• [WHAT YOU ARE ASKED TO DO]: Copy the records from the line with "Please indicate the plant" through the end, replacing "keypoint" with "marker" and leaving everything else unchanged.

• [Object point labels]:
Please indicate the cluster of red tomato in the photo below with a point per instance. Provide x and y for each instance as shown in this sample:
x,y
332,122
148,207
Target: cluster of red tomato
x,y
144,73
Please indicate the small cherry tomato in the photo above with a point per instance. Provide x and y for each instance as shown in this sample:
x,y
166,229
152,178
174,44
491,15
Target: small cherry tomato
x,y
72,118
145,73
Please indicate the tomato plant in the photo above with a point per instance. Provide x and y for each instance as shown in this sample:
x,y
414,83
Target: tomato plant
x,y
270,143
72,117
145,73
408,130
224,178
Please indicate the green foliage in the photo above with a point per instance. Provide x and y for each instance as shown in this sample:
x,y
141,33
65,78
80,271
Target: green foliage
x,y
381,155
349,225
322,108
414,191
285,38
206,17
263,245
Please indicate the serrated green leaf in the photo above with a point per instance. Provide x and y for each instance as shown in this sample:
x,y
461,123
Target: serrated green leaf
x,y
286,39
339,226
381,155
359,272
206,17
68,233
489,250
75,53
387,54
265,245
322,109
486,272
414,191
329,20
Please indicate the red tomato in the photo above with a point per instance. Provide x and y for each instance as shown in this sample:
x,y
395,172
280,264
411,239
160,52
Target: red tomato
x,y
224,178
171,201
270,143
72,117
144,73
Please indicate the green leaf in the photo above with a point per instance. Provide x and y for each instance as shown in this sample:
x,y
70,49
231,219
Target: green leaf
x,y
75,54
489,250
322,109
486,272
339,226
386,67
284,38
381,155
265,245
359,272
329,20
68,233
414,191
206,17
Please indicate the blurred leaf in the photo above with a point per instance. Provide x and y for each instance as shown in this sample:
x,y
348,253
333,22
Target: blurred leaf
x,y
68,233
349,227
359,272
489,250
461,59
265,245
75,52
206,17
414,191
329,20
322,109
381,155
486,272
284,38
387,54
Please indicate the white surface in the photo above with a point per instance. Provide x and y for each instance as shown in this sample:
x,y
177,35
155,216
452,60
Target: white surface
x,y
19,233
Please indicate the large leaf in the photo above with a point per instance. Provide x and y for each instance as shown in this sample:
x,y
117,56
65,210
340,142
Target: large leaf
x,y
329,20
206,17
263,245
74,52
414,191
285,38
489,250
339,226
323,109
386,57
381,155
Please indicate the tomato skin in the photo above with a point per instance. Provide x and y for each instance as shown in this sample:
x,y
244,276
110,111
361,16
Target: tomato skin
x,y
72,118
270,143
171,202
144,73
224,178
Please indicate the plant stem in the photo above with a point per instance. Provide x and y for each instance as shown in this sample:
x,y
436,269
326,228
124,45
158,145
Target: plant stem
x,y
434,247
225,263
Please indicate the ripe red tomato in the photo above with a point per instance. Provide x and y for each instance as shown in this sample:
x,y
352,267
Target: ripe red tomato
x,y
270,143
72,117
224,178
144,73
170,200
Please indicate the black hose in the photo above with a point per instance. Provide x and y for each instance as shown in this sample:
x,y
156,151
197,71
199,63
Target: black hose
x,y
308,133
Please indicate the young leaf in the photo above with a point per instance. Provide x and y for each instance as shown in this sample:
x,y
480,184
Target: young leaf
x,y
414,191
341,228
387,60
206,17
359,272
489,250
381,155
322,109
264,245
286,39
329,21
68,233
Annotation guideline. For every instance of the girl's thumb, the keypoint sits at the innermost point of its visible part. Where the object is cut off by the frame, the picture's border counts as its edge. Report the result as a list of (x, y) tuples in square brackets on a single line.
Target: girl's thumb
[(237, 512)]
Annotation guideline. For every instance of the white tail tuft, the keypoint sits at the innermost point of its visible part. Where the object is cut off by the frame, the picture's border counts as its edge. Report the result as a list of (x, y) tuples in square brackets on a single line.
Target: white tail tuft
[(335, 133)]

• [RESPONSE]:
Please indicate the plant stem in the photo above with a point per instance. Provide x and y for each instance as shown in this sample:
x,y
436,269
326,228
124,45
158,145
Target: plant stem
x,y
434,247
225,263
Please indicate the ripe red tomato in the photo above with a point per instance. Provide x and y for each instance as shown in this sample:
x,y
352,267
Target: ripe red tomato
x,y
270,143
72,117
224,178
144,73
170,200
Please indicate the black hose in the photo above with a point per instance. Provide x and y for each instance as shown in this sample:
x,y
156,151
197,71
199,63
Target: black hose
x,y
308,133
Please indicate the young leaf in the photo above with a point per instance. Provide x and y for each instance as shown in this sample:
x,y
480,184
Target: young leaf
x,y
414,191
341,228
387,60
206,17
359,272
489,250
381,155
322,109
264,245
286,39
329,21
68,233
Annotation guideline. For every instance of the girl's thumb, the marker sits at the innermost point of its visible part. Where the object is cut off by the frame, the picture's border counts as its edge. Report the result as a list of (x, y) tuples in square brackets on a single line.
Target: girl's thumb
[(237, 512)]
Annotation guideline. For every instance of the white tail tuft, the marker sits at the innermost point of its visible part. Where the object is cut off by the frame, the picture's border counts as its edge. Report the result as a list of (x, y) tuples in square brackets on a single line.
Target: white tail tuft
[(335, 133)]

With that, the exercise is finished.